* INSTRUCTION:
Recast the lines below as a Markdown table with a Row column numbering each row and a Line text column giving the line, omitting blank lines. Begin at the line that contains "For the mapping pass, tag each instance of the high-visibility" and continue through the last of the lines.
* * *
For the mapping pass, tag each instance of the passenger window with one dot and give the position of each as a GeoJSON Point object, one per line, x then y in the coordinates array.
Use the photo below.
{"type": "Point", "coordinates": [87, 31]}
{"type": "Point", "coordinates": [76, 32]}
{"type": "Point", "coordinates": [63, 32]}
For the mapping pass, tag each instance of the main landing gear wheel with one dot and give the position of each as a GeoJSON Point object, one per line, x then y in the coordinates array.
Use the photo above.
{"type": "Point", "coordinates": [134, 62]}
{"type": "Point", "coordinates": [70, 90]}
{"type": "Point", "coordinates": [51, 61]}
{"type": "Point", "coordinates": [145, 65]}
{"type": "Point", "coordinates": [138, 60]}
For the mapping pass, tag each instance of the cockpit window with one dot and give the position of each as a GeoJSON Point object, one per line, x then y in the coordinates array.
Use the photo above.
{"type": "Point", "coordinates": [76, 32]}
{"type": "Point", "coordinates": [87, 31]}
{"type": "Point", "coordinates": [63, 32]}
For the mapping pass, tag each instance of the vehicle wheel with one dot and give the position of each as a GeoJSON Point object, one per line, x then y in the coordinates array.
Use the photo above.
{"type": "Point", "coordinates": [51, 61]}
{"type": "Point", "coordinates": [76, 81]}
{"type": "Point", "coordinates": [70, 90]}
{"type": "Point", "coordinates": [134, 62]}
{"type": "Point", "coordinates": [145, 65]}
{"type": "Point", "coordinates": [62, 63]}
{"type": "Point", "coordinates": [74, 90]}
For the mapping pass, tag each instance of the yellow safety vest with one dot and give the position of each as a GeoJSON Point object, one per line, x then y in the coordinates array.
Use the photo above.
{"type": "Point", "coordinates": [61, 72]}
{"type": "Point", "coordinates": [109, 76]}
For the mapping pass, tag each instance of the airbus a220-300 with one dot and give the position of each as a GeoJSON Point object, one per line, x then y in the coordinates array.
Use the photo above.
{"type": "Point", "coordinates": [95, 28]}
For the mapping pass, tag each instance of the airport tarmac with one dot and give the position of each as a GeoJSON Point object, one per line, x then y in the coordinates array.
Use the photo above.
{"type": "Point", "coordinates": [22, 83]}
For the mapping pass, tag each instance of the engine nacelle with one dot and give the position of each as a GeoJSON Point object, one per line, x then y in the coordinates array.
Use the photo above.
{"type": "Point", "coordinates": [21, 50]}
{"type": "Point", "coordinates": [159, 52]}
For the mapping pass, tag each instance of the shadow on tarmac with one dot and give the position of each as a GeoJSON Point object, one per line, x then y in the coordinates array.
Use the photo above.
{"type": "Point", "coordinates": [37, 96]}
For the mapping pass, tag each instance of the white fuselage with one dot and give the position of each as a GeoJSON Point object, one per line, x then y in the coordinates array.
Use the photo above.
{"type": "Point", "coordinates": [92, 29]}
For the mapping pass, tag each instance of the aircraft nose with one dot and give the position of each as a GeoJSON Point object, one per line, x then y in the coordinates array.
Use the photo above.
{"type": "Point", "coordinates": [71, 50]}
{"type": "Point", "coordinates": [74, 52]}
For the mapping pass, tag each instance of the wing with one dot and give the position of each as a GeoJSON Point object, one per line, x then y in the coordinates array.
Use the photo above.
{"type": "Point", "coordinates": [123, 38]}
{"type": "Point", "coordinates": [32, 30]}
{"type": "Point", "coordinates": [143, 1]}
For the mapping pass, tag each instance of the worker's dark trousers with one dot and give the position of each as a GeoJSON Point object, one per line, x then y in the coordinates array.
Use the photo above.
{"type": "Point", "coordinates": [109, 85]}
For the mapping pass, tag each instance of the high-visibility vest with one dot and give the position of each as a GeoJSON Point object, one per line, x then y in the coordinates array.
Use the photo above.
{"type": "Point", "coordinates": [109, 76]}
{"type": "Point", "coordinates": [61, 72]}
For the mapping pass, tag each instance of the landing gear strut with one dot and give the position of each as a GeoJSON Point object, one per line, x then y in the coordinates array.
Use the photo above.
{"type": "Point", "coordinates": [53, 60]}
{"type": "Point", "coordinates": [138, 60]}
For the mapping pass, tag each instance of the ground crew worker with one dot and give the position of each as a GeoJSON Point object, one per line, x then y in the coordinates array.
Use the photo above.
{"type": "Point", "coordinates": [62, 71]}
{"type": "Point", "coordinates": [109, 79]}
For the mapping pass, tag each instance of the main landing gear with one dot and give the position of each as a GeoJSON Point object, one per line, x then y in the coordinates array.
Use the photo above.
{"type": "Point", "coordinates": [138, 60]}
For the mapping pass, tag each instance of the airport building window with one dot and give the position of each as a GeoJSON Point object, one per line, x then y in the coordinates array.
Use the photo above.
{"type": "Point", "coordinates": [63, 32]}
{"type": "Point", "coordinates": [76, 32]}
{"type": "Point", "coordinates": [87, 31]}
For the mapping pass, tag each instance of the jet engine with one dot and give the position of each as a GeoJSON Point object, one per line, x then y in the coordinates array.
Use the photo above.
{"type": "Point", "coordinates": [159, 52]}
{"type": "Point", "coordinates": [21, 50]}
* * *
* CORRECT ANSWER:
| Row | Line text |
|---|---|
| 1 | For the mapping pass, tag each instance of the high-visibility vest with one dot and give the position of each as a GeoJSON Point object, one per line, x then y in the coordinates array. |
| 2 | Use the photo above. |
| 3 | {"type": "Point", "coordinates": [109, 76]} |
| 4 | {"type": "Point", "coordinates": [61, 72]} |
| 5 | For the mapping pass, tag each instance of the landing gear strut with one dot and give the position of each as a GeoJSON Point object, one per line, x then y in the coordinates array. |
| 6 | Use the photo above. |
| 7 | {"type": "Point", "coordinates": [53, 60]} |
| 8 | {"type": "Point", "coordinates": [138, 60]} |
| 9 | For the mapping pass, tag each instance of the ground crew worker with one dot and give the position of each as a GeoJSON Point object, one per line, x then y in the coordinates array. |
| 10 | Use the photo above. |
| 11 | {"type": "Point", "coordinates": [62, 71]} |
| 12 | {"type": "Point", "coordinates": [109, 79]} |
| 13 | For the mapping pass, tag each instance of the main landing gear with one dot and give the position of each as a GeoJSON Point object, one per line, x then y in the coordinates array. |
| 14 | Use the photo above. |
| 15 | {"type": "Point", "coordinates": [138, 60]} |
| 16 | For the mapping pass, tag each instance of the airport building window with one dot and give the position of each as a GeoJSON Point object, one per line, x then y in the coordinates array. |
| 17 | Use the photo above. |
| 18 | {"type": "Point", "coordinates": [63, 32]} |
| 19 | {"type": "Point", "coordinates": [76, 32]} |
| 20 | {"type": "Point", "coordinates": [87, 31]} |
| 21 | For the mapping pass, tag each instance of the jet engine with one dot and give the position of each as a GeoJSON Point object, one per line, x then y in the coordinates array. |
| 22 | Use the photo above. |
| 23 | {"type": "Point", "coordinates": [159, 52]} |
| 24 | {"type": "Point", "coordinates": [21, 50]} |